TASK PROMPT →
Reproduce verbatim the stretch of the material below from the line containing "of the calm" through the end of the material, leaving the pictures out of your answer.
** START **
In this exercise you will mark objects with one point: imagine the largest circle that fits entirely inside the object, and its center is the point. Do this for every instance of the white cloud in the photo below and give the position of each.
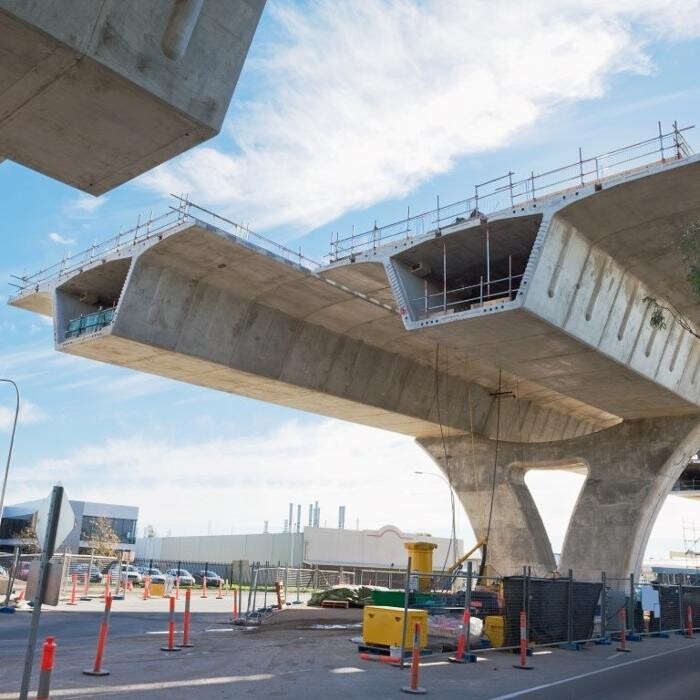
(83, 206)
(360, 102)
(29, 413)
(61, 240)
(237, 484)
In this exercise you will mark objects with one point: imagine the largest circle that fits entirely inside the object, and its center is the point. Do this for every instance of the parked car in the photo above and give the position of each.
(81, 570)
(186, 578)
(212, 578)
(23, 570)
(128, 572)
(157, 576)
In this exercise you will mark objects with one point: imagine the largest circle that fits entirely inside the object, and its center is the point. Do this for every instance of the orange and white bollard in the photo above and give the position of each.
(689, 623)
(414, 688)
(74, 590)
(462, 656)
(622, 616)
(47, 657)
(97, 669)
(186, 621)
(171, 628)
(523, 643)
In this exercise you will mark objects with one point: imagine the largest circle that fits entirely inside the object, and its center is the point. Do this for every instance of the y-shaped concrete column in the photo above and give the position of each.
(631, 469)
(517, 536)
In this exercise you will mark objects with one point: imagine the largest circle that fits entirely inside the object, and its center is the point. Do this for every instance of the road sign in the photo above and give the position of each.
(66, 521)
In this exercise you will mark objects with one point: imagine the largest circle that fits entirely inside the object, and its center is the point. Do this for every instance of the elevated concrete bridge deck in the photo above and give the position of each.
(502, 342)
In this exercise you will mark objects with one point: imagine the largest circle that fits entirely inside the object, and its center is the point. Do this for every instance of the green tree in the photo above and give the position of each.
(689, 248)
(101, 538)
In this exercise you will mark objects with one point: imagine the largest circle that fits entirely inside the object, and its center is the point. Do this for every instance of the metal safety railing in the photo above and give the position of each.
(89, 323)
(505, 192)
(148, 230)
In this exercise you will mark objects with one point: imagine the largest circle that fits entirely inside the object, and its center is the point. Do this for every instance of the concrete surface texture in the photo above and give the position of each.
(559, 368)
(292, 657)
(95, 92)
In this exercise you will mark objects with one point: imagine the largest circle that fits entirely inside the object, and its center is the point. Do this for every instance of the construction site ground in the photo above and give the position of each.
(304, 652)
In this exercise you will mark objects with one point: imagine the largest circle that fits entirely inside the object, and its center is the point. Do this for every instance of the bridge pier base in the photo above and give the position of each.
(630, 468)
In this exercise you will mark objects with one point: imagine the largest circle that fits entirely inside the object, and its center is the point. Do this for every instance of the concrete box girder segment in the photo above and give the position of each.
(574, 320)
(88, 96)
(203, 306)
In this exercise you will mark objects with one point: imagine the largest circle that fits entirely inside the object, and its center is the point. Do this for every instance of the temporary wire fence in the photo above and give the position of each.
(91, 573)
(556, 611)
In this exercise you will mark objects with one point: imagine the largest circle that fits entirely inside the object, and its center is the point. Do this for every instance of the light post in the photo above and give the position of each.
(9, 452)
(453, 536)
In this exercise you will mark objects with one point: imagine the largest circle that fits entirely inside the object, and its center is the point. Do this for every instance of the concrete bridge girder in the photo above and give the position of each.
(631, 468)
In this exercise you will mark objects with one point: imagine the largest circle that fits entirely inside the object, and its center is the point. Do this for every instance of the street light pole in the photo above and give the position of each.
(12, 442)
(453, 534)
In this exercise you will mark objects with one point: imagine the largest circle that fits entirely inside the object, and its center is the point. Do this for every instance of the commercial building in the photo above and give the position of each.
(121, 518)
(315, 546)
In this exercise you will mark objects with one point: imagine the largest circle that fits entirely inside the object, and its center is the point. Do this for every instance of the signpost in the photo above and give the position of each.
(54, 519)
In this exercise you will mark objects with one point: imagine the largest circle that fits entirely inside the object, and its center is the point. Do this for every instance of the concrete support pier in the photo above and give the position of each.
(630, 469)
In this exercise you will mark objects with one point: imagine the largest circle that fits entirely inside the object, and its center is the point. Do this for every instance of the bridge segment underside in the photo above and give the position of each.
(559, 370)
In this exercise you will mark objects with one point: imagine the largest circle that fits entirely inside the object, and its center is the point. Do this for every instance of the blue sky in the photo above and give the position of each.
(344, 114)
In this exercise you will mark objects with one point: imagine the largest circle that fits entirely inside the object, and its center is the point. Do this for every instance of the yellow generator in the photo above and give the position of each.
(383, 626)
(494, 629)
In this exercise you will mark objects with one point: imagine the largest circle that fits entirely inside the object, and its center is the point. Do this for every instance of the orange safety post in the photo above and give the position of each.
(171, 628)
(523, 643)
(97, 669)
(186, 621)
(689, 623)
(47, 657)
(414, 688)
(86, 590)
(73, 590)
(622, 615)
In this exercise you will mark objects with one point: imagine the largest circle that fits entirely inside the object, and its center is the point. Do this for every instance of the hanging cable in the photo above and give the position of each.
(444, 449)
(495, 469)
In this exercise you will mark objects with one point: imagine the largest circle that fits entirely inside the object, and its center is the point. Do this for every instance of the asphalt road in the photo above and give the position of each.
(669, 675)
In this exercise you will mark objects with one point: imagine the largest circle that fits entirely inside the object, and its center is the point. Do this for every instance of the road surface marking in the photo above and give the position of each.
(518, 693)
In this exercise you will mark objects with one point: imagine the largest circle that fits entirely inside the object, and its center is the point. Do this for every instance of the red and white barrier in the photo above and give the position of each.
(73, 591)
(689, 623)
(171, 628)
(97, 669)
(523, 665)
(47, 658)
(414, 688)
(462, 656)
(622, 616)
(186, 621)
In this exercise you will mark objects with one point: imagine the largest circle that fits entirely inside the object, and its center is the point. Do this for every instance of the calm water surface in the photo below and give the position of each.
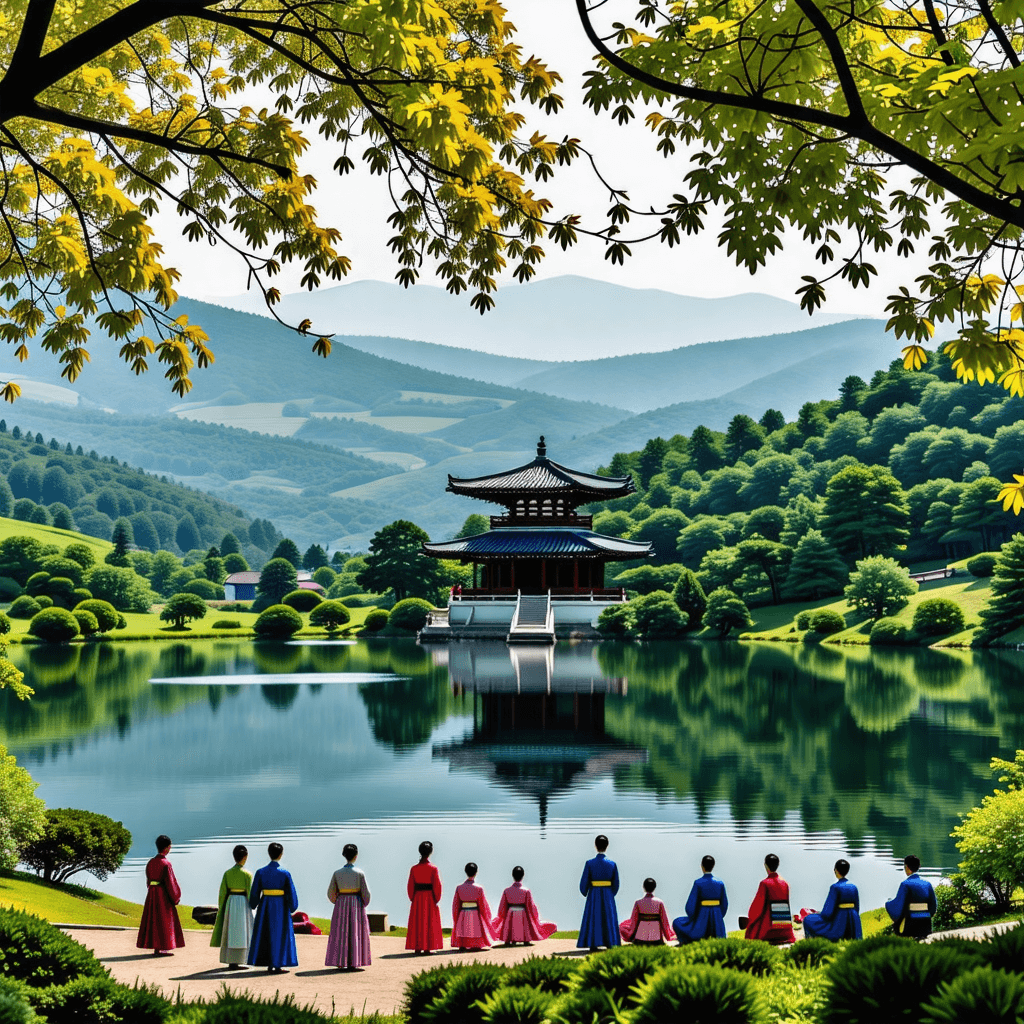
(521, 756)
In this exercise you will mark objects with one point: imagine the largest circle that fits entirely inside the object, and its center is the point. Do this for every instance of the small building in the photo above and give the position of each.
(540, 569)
** END **
ANSWER TO THE PROBLEM →
In this exercise you will mark objects with one point: imagine the largest circle that fits entirely inside the object, and its center is the point. Do this for every instance of the calm water surface in the photo below and give the position of each.
(521, 756)
In this exercise you will mark objects with one point: imagine the largest circle that fits entirely inside the object, and its center is the point. Do this for every instance of the small building in the photo above and give the position of each.
(540, 569)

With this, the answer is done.